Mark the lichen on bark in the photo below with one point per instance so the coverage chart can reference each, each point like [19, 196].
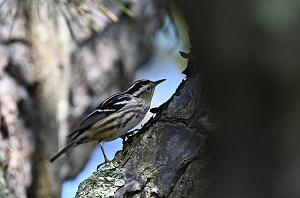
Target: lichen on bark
[166, 158]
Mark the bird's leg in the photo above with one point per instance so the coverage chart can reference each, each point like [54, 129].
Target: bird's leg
[128, 134]
[101, 146]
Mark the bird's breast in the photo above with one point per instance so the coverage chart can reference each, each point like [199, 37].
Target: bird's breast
[119, 123]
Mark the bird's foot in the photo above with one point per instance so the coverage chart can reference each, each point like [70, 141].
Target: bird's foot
[103, 164]
[128, 135]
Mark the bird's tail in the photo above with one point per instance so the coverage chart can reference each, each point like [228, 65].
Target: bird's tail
[57, 155]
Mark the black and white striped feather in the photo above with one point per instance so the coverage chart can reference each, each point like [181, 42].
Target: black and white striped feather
[110, 105]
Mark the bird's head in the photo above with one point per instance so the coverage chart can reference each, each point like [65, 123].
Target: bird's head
[143, 88]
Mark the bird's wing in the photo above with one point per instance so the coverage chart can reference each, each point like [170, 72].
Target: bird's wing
[107, 107]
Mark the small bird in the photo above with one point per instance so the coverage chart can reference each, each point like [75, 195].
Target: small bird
[114, 117]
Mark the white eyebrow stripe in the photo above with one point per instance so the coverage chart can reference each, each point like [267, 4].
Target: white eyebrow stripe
[104, 110]
[122, 102]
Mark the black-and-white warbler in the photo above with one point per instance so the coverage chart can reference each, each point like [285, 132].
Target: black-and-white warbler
[114, 117]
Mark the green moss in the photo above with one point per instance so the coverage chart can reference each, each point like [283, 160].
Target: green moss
[102, 183]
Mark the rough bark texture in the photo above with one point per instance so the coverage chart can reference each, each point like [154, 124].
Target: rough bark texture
[48, 81]
[166, 158]
[250, 53]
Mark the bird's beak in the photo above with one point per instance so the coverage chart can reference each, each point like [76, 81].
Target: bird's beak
[159, 81]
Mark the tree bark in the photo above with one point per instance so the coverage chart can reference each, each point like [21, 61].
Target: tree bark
[166, 158]
[48, 82]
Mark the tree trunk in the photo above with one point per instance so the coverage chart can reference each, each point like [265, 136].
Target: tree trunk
[247, 53]
[48, 81]
[166, 158]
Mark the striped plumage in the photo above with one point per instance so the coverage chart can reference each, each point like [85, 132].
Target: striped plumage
[114, 117]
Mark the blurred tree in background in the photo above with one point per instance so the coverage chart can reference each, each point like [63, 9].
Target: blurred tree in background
[58, 59]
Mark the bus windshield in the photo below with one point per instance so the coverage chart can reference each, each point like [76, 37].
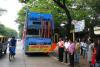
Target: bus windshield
[32, 32]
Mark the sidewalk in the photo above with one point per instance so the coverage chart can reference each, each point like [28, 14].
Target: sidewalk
[83, 62]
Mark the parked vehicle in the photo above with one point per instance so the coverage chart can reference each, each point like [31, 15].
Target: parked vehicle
[3, 44]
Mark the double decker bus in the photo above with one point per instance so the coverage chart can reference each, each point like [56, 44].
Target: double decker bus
[38, 33]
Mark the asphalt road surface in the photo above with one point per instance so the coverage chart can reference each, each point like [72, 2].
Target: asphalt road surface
[22, 60]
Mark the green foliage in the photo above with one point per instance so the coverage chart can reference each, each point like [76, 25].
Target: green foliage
[83, 9]
[7, 31]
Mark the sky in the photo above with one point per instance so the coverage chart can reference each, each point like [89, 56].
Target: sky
[12, 7]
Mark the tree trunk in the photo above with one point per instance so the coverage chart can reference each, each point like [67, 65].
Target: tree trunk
[64, 7]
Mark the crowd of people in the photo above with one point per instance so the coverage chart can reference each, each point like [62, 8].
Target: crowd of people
[88, 49]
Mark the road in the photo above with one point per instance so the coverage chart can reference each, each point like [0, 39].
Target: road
[21, 60]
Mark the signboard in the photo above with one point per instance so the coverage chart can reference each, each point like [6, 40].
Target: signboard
[79, 25]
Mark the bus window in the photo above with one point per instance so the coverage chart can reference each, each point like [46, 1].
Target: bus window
[33, 32]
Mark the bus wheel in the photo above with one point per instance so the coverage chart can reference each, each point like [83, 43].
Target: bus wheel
[5, 52]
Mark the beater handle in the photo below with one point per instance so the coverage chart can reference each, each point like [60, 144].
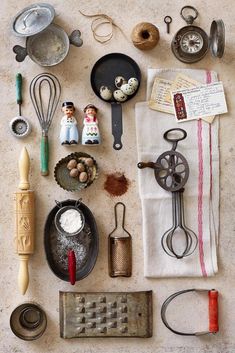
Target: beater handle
[44, 155]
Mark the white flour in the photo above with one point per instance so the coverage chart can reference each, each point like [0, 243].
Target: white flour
[70, 221]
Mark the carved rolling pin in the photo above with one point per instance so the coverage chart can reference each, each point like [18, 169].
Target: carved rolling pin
[24, 216]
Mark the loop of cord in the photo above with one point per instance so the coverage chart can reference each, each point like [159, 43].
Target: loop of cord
[102, 19]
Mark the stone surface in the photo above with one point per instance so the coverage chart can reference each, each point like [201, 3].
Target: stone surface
[74, 75]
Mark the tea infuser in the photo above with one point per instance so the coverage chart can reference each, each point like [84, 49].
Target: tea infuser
[120, 258]
[212, 306]
[171, 173]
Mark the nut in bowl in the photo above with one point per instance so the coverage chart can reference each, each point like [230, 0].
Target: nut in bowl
[76, 171]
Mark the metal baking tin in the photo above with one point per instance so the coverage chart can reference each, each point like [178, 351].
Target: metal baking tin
[54, 251]
[28, 321]
[105, 314]
[47, 44]
[33, 19]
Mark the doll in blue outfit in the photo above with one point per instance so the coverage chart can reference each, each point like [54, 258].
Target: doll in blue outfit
[69, 131]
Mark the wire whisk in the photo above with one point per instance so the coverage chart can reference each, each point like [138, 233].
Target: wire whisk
[45, 90]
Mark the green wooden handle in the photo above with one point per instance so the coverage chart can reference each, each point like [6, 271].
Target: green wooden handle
[44, 155]
[19, 88]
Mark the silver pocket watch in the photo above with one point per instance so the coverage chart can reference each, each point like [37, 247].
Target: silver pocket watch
[190, 43]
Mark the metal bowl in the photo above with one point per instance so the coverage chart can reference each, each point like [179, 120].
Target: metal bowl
[28, 321]
[65, 181]
[57, 246]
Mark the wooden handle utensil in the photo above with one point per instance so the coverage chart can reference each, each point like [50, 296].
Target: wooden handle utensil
[24, 216]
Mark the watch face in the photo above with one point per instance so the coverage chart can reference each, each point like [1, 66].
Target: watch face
[191, 42]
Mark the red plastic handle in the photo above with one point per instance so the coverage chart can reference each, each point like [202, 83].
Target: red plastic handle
[213, 311]
[72, 266]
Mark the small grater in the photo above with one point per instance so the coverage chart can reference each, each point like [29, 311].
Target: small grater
[120, 250]
[106, 314]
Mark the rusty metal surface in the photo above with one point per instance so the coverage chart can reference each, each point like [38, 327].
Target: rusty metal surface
[105, 314]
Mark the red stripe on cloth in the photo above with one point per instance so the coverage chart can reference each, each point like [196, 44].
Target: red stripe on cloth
[200, 184]
[210, 141]
[200, 198]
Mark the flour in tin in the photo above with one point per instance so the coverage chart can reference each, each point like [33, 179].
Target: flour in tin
[71, 221]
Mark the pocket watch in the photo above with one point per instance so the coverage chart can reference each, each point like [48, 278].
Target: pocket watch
[190, 43]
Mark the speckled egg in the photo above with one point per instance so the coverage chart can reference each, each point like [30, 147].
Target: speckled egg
[105, 93]
[119, 81]
[128, 89]
[119, 96]
[133, 82]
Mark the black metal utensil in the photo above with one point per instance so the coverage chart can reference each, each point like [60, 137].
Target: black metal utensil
[171, 173]
[104, 72]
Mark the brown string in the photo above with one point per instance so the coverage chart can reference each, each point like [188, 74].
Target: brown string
[102, 19]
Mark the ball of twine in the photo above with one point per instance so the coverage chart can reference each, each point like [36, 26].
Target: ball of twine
[145, 36]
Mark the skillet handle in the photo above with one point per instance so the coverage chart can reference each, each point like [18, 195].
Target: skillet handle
[117, 125]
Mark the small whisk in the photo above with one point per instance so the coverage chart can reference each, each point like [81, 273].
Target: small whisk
[45, 90]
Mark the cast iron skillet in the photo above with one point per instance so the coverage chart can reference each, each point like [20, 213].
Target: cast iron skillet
[50, 236]
[103, 74]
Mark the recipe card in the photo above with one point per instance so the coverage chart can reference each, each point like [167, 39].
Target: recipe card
[199, 102]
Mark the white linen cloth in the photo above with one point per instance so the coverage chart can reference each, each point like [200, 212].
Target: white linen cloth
[201, 195]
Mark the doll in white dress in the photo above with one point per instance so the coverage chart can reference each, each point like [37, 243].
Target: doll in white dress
[90, 133]
[69, 131]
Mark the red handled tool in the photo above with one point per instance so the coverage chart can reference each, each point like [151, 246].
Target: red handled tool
[213, 312]
[72, 266]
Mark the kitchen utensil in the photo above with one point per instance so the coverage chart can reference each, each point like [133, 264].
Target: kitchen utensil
[72, 266]
[85, 247]
[24, 213]
[171, 173]
[19, 126]
[103, 73]
[168, 20]
[120, 257]
[47, 44]
[63, 209]
[213, 312]
[190, 43]
[64, 180]
[106, 314]
[44, 88]
[28, 321]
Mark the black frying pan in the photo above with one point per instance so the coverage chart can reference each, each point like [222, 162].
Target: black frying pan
[103, 74]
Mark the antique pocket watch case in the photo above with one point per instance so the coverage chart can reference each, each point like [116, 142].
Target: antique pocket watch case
[190, 43]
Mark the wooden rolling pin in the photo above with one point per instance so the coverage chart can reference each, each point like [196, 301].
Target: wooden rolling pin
[24, 216]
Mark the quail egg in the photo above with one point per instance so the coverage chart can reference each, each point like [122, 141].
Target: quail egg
[119, 81]
[105, 93]
[133, 82]
[119, 96]
[128, 89]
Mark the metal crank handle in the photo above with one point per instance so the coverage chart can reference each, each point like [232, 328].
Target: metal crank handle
[152, 165]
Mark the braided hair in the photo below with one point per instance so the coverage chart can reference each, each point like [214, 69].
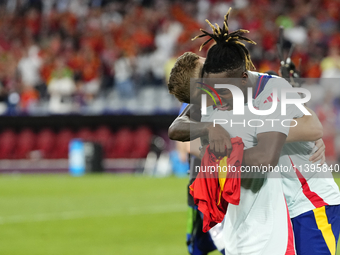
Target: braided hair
[229, 53]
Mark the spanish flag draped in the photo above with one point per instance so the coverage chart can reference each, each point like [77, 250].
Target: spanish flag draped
[217, 184]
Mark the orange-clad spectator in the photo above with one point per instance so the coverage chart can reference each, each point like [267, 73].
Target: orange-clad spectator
[28, 95]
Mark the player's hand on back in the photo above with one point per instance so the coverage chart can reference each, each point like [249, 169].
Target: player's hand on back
[319, 153]
[219, 140]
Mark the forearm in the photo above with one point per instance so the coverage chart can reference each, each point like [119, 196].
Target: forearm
[266, 152]
[308, 128]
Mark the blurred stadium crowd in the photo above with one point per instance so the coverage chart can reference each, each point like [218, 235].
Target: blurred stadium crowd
[114, 56]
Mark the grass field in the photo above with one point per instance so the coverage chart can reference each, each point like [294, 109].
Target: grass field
[94, 214]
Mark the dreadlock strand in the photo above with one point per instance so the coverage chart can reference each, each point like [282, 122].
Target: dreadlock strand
[205, 43]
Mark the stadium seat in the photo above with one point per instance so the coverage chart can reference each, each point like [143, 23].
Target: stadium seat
[8, 141]
[63, 139]
[46, 142]
[85, 134]
[25, 144]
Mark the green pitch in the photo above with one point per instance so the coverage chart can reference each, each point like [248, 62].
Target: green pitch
[94, 214]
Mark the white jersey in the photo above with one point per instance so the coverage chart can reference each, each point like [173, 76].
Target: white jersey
[260, 224]
[304, 188]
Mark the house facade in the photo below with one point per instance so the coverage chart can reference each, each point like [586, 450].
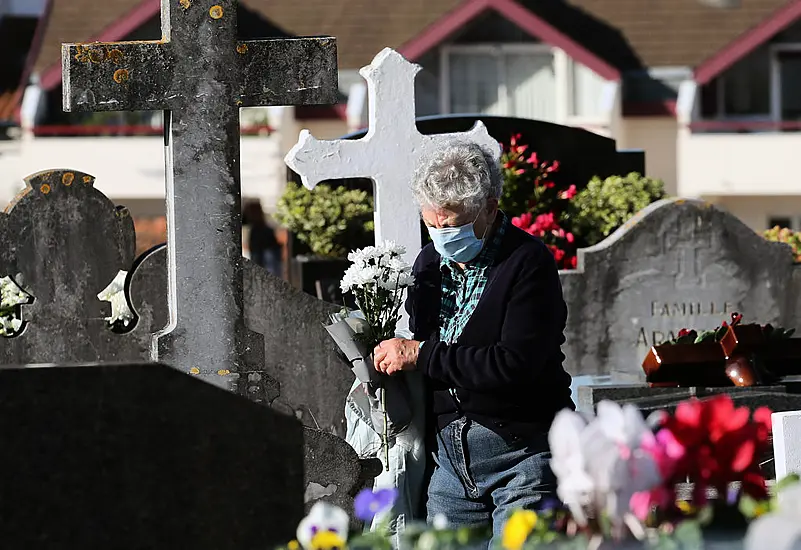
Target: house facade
[705, 87]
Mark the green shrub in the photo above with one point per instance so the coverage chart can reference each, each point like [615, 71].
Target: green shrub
[784, 235]
[605, 205]
[330, 221]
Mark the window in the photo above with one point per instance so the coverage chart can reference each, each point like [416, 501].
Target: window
[509, 80]
[780, 221]
[743, 91]
[786, 81]
[762, 86]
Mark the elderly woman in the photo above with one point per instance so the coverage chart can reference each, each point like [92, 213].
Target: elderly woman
[488, 319]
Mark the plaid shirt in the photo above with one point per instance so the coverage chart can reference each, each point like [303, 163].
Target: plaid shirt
[462, 289]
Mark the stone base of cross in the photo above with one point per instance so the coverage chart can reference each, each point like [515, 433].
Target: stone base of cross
[388, 154]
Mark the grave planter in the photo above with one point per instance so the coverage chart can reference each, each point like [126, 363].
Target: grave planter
[702, 364]
[742, 340]
[319, 276]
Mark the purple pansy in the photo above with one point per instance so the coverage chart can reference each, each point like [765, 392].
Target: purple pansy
[368, 504]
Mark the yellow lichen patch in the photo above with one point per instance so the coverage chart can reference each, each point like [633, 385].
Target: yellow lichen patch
[96, 56]
[115, 55]
[121, 76]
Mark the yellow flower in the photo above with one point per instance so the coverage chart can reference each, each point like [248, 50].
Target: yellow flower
[518, 528]
[327, 540]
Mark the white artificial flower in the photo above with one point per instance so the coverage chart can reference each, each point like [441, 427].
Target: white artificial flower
[600, 464]
[114, 293]
[323, 517]
[780, 530]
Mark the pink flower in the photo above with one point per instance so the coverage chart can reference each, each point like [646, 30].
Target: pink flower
[522, 221]
[568, 193]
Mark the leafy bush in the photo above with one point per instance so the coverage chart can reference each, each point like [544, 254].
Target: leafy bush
[331, 221]
[787, 236]
[605, 205]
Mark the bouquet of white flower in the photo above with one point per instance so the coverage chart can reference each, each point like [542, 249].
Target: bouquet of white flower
[377, 279]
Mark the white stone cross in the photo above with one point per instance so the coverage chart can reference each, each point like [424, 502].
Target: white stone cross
[388, 154]
[787, 443]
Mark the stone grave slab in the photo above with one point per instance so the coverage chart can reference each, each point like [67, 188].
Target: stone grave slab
[143, 456]
[200, 75]
[678, 263]
[68, 241]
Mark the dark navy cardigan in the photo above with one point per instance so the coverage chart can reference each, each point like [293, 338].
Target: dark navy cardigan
[506, 367]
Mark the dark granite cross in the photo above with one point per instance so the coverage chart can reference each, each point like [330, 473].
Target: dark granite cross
[200, 74]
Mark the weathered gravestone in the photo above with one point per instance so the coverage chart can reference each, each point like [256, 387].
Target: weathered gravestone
[677, 264]
[200, 74]
[143, 456]
[67, 240]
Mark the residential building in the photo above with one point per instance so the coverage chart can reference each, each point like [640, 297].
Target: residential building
[705, 87]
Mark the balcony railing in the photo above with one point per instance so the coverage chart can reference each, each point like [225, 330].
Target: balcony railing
[744, 126]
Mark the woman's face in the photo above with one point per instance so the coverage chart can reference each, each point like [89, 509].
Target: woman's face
[455, 216]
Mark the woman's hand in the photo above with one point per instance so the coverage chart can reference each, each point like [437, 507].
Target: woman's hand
[396, 355]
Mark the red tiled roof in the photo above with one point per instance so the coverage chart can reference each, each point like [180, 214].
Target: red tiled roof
[624, 33]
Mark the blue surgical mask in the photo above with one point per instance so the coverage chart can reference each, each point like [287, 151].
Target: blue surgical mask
[459, 244]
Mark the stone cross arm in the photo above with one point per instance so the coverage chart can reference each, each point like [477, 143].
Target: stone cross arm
[123, 76]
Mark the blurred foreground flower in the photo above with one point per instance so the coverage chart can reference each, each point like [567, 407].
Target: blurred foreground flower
[517, 529]
[325, 528]
[369, 504]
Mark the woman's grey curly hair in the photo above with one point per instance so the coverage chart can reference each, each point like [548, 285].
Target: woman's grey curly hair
[462, 175]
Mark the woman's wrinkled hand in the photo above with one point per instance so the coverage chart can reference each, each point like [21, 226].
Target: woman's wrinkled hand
[396, 355]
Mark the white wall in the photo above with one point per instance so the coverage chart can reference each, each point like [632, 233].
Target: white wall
[22, 8]
[739, 164]
[755, 211]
■ ■ ■ ■ ■
** Problem statement **
Your answer must consist solely of the lines above between the line holding "Target: white flour" and the line holding "Mark the metal baking", inclusive, copied exactly.

** Result of this exercise **
Target: white flour
[70, 221]
Mark the carved rolling pin in the photo above with one point per instance so the coverage chart can reference each, each point like [18, 169].
Target: carved rolling pin
[24, 216]
Mark the loop of cord in the photo above with one point per instance so the coverage chart can reference each, each point like [159, 43].
Target: loop of cord
[102, 19]
Mark the stone surface in the photo above with one point per instance so the coverage chart can reference each, each point like [201, 3].
Target: stone surface
[74, 75]
Mark the tea infuser in the photo above with one point per instance so the coverage chart can reference each, each point like [84, 49].
Target: tea infuser
[120, 258]
[212, 306]
[171, 173]
Mark the nut in bowl in the photo above with one point per instance so the coverage chart can reference each, each point like [230, 0].
Target: nut in bowl
[76, 171]
Mark the metal baking tin in the photo above with one point per instance so the coverage chart can reference each, each point like [178, 351].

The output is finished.